# I'm Coppin' An Attitude, So I'm Gonna Open A ...



## DonWeb (Jul 3, 2005)

http://www.imagehosting.us/index.php?action=show&ident=978602

... on somebody.

dc#: 0305 0830 0001 1765 1978


----------



## Ron1YY (Mar 3, 2005)

dumonweb said:


> http://www.imagehosting.us/index.php?action=show&ident=978602
> 
> ... on somebody.
> 
> dc#: 0305 0830 0001 1765 1978


LOOK OUT!!!!!!! Tony's on a RAMPAGE!!!!!!!!!!!!!!

WTG Bro!!!!!

Ron


----------



## RPB67 (Mar 26, 2005)

Yup ! 

Thats attitude all right. 

Definately attitude.


----------



## altbier (Feb 20, 2005)

demonweb! everyone duck and cover!


----------



## pnoon (Jun 8, 2005)

He's at it again !
Watch out. This should be a doozie!


----------



## backwoods (Sep 15, 2005)

uh oh .... thats a big can!!!


----------



## pnoon (Jun 8, 2005)

backwoods said:


> . thats a big can!!!


Sounds like a CUT to me


----------



## RenoB (Oct 12, 2005)

That's too much :r I can't take it here anymore :r 

I just had soup for dinner :r :r


----------



## JezterVA (Sep 8, 2005)

Having been on the receiving end of one of Tony's boxes, I can say someone is in trouble. He put's down heavy smackdowns.


----------



## Da Klugs (Jan 8, 2005)

And if he actually send you the can... remember to check and see if it opens.


----------



## Moglman-cl (May 27, 2005)

Get 'em good Tony!!! Nice time for some Christmas Whoopin'!


----------



## bruceolee (Jun 26, 2005)

I've actually been on the recieving end of that can. I can only tell you that it still haunts my dreams....................Seriously, If you see a strange package near you then please run away. It's for your own good and safety.


----------



## backwoods (Sep 15, 2005)

pnoon said:


> Sounds like a CUT to me


nope...a cut would have been.....

that can o' whoopazz has expired!!!!!


----------



## illuminatus (Oct 20, 2005)

backwoods said:


> nope...a cut would have been.....
> 
> that can o' whoopazz has expired!!!!!


NOW ya tell me... I couldn't come up with anything better


----------



## Puffy69 (Sep 8, 2005)

Looks like an Industrial Size Can of WhoopA$$


----------



## Don Fernando (Jan 1, 2000)

looks like somebody might be needing one of these


----------



## illuminatus (Oct 20, 2005)

celticgent said:


> looks like somebody might be needing one of these


HOLY CRAP! Those things cost more than my first car! And probably make more horsepower! :r :r


----------



## Don Fernando (Jan 1, 2000)

that thing costs more than the first 4-5 cars i owned _alltogether_

course, that might be whey i went through them like batteries


----------



## illuminatus (Oct 20, 2005)

celticgent said:


> that thing costs more than the first 4-5 cars i owned _alltogether_
> 
> course, that might be whey i went through them like batteries


haven't you ever heard "buy it once, buy it right"? :r :r


----------



## Don Fernando (Jan 1, 2000)

## Source material
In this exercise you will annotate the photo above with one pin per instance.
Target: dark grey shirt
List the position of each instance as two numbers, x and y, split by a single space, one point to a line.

## What this exercise asks
1: Please quote the forum thread from "## JezterVA (Sep" up to and including "if it opens.".
2: Answer these questions from the forum thread:
(a) What does altbier tell everyone to do?
(b) What did RenoB have for dinner?
(c) According to Da Klugs, what should you check if the can is actually sent to you?

## The results
1:
## JezterVA (Sep 8, 2005)

Having been on the receiving end of one of Tony's boxes, I can say someone is in trouble. He put's down heavy smackdowns.


----------



## Da Klugs (Jan 8, 2005)

And if he actually send you the can... remember to check and see if it opens.

2:
(a) Duck and cover.
(b) Soup.
(c) Whether it opens.